* [Entries provided]
========================================

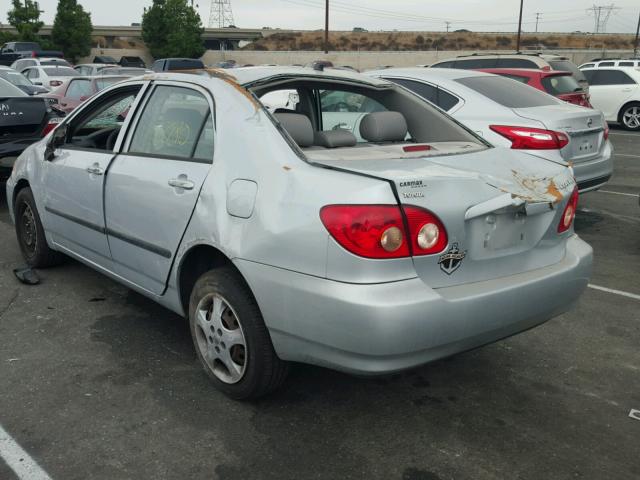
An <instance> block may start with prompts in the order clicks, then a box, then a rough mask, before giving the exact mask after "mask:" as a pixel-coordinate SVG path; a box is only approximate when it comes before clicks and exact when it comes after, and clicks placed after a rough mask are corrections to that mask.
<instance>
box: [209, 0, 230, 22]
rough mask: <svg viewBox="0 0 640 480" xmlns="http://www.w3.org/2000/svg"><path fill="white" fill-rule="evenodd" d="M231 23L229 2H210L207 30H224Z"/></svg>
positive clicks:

========================================

* [Task item] Images are not wanted in the copy. Please print the material above exactly.

* [Result of this exercise]
An <instance> block may start with prompts in the order clicks, then a box, then a rough mask, before giving the exact mask after "mask:" as a pixel-coordinate SVG path; a box is only approximate when it comes before clicks and exact when it comes after, and clicks placed after a rough mask are corrections to that mask.
<instance>
box: [209, 0, 230, 22]
rough mask: <svg viewBox="0 0 640 480" xmlns="http://www.w3.org/2000/svg"><path fill="white" fill-rule="evenodd" d="M231 23L229 2H210L207 30H224Z"/></svg>
positive clicks:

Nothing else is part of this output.